Keywords: artificial intelligence, Bard, Bing Chat, ChatGPT, emergency medicine, large language model

1. Introduction

Presently, the possibility of using artificial intelligence (AI) in various fields is in-creasing, and innovative changes in this technology are occurring at such a rapid pace that it is being called the era of AI. In the field of medicine, AI shows great potential in early disease diagnosis, individualized patient management, complex data analysis, medical drug production, and medical education.[1] In particular, large language models (LLMs), such as ChatGPT (OpenAI, San Francisco, CA), Bing Chat (Microsoft, Redmond, WA), and Bard (Google, Mountain View, CA), are attracting attention for their performance and usability because they show considerable potential in providing medical field information and advice and in interacting with patients.[24]

ChatGPT-3.5 is an LLM-based chatbot developed by OpenAI that was released in November 2022. It can be used freely by anyone with an OpenAI account. ChatGPT-4, which was released in March 2023, is equipped with a more advanced GPT-4 engine with multimodal performance and enables understanding of context and distinguishing of nuances, resulting in more accurate and coherent responses. Bing Chat is an AI chatbot integrated into the search engine Bing based on GPT-4. It was introduced by Microsoft in February 2023. Bard is an LLM-based chatbot developed by Google in March 2023 and is still under development.

Emergency medicine is a field that requires particularly rapid and accurate judgment. The role of LLMs in emergency medicine includes not only providing data-based insights but also helping clinicians make informed and rapid clinical decisions during the treatment process. Because emergency departments have become increasingly overcrowded, there is growing interest in the role of LLMs in assisting decision-making. However, few studies have evaluated the performance of LLMs in the context of emergency medicine, especially in languages other than English.[5,6]

The Emergency Medicine Board Examination in Korea is structured to simultaneously evaluate in-depth knowledge and rapid judgment ability. Therefore, by using this test as an evaluation tool, it would be possible to evaluate the professional medical knowledge and judgment ability of different LLMs. This study compared the performance of ChatGPT-3.5, ChatGPT-4, Bing Chat, and Bard for the Korean Emergency Medicine Board Examination question bank, and sought to compare the appropriateness of the explanations for the answers provided by the 4 LLMs.

__________

Activity> Translate this sentence from the introduction on language models in emergency medicine into Spanish: "Emergency medicine is a field that requires particularly rapid and accurate judgment."

__________

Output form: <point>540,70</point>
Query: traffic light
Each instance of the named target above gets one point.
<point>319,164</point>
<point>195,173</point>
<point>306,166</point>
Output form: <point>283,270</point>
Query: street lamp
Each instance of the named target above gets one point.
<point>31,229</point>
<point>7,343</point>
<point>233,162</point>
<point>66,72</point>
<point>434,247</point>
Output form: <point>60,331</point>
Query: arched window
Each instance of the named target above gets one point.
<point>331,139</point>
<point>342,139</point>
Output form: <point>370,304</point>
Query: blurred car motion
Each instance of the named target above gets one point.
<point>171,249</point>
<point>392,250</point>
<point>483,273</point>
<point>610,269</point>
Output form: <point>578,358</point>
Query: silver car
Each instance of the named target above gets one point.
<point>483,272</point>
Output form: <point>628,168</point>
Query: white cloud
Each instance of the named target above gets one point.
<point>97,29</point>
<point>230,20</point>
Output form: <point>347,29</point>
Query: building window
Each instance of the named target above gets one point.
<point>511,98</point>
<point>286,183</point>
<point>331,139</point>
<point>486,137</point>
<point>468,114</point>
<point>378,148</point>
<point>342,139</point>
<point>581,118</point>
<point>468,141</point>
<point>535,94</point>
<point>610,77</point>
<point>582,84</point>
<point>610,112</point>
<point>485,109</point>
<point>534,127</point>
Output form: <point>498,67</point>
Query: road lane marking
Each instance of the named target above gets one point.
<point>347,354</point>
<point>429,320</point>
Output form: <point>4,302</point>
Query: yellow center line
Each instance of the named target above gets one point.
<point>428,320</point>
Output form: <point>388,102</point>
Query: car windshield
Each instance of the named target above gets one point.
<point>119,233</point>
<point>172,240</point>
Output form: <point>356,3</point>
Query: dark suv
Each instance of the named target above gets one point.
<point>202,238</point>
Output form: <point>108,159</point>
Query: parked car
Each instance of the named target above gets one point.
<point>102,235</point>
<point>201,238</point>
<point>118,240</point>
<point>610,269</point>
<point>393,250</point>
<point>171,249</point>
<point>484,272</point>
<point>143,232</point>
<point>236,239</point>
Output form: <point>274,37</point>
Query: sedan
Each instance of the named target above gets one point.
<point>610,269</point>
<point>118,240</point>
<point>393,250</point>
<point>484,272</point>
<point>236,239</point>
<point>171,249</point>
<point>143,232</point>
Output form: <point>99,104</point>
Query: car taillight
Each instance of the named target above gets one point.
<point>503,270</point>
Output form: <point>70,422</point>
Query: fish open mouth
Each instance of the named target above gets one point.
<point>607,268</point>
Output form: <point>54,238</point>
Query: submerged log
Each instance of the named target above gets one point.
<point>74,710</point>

__________

Task result> La medicina de urgencias es un campo que requiere un juicio particularmente rápido y preciso.